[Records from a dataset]
---------------
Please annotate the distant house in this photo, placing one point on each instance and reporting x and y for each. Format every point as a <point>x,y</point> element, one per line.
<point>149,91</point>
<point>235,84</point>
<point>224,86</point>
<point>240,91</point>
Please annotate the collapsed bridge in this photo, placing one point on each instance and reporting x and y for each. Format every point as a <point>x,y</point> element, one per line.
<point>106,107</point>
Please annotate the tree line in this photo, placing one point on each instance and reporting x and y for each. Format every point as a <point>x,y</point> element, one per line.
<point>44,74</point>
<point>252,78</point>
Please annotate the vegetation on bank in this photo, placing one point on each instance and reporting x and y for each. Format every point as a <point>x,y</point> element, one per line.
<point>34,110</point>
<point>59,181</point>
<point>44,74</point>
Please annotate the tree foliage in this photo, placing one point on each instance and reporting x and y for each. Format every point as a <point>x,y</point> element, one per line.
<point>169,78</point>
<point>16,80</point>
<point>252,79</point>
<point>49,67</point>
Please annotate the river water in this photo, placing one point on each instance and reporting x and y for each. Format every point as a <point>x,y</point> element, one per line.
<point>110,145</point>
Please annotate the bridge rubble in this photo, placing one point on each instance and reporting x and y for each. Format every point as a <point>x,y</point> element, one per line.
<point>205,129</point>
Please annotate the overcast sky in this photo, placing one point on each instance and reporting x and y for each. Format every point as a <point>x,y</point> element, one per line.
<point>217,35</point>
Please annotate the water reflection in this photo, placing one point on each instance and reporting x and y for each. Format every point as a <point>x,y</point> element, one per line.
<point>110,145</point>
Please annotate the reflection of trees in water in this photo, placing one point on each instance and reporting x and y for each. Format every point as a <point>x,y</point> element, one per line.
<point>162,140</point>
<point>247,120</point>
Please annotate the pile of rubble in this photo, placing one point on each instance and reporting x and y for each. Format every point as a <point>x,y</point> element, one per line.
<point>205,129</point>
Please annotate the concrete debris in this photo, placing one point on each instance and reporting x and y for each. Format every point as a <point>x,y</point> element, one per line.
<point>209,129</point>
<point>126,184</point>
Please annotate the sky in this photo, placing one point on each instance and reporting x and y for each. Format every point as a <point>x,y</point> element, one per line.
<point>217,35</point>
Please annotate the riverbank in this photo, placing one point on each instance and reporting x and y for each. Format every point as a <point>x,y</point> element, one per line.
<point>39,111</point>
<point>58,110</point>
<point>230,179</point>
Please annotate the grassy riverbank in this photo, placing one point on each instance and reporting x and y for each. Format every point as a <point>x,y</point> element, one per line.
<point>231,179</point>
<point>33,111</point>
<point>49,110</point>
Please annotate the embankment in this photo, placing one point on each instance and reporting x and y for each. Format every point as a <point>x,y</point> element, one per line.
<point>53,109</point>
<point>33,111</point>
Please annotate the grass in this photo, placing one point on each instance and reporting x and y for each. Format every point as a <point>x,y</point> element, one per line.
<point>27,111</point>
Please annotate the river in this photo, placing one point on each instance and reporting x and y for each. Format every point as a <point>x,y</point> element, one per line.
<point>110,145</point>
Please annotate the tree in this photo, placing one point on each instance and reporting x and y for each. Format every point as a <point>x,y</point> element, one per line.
---------------
> _Aim_: Rewrite every row above, replacing "Please annotate" with "Mark" and leaving all other text unchanged.

> _Completed exercise_:
Mark the distant house in this photo, placing one point on each instance and reporting x and y for each. Format every point as a <point>x,y</point> element, one per line.
<point>149,91</point>
<point>235,84</point>
<point>224,86</point>
<point>240,91</point>
Mark the collapsed bridge in this photo, placing one point on each instance and reporting x and y for each. Format every point as a <point>x,y</point> element, one per line.
<point>106,107</point>
Mark the tree line in this photo, placing one point on each instance and reporting x and y for each. Format every point as a <point>x,y</point> element, one per line.
<point>44,74</point>
<point>252,78</point>
Mark the vegetation on bank in this photo, placing one point on each instance and reporting x and y for each. Format every point as a <point>x,y</point> element, one per line.
<point>34,110</point>
<point>59,181</point>
<point>44,74</point>
Mark the tree foliage in this photo, placing one point on each instance and reporting x and y for each. Format every point as a <point>x,y</point> element, one per line.
<point>169,78</point>
<point>16,80</point>
<point>252,79</point>
<point>49,67</point>
Mark the river water in this photo, placing one point on each instance and reporting x and y for each. Format every point as a <point>x,y</point> element, one per line.
<point>110,145</point>
Mark the bridge rubble in this photo, placing one point on each instance and reporting x and y for each. Format every point as a <point>x,y</point> element, one per line.
<point>205,129</point>
Mark the overcast sky in this photo, placing one point on each instance and reporting x and y for each. Format every point as a <point>x,y</point> element, one per line.
<point>217,35</point>
Mark the water reflection in this photo, placing one point on each instance and reporting x and y for each. Format every point as a <point>x,y</point> element, one per line.
<point>110,145</point>
Mark the reflection of trees in water in this photo, placing one point on each instance and reporting x and y for each. Format every point as a <point>x,y</point> element, one per line.
<point>162,140</point>
<point>247,120</point>
Mark the pile of rubble in this photo, placing one point on each instance and reporting x and y for each. Format every point as a <point>x,y</point> element, one per line.
<point>205,129</point>
Mark the concrete debris in this photo, placing one point on each instance and reporting x and y for each. Format every point as a <point>x,y</point> element, one per line.
<point>209,129</point>
<point>126,184</point>
Mark the sky in this photo, placing one point on each instance and reporting x and y for each. Format every point as a <point>x,y</point> element, one per line.
<point>217,35</point>
Mark the riverbank in this photo, placing one point on each instance and reporting x and y for each. Format every point as a <point>x,y</point> element, one per line.
<point>39,111</point>
<point>58,110</point>
<point>230,179</point>
Mark the grassy riverbank in this photo, placing one point on each instance and reporting x and y for each. Format every point as a <point>x,y</point> element, one per line.
<point>231,179</point>
<point>33,111</point>
<point>49,110</point>
Mark the embankment in this photo, placing one point on each instance and reporting x and y for each. Format every point as a <point>x,y</point> element, one per line.
<point>53,109</point>
<point>33,111</point>
Mark the grass in this photo, placing one point on each instance and reporting x and y for each. Format every point as a <point>x,y</point> element, one per line.
<point>27,111</point>
Mark the river in this photo, placing one point on each instance and reporting x and y for each. Format every point as a <point>x,y</point> element, one per line.
<point>110,145</point>
Mark the tree in this photo, placing one point on each instance and reporting x and y for each. Format every point as a <point>x,y</point> element, one per line.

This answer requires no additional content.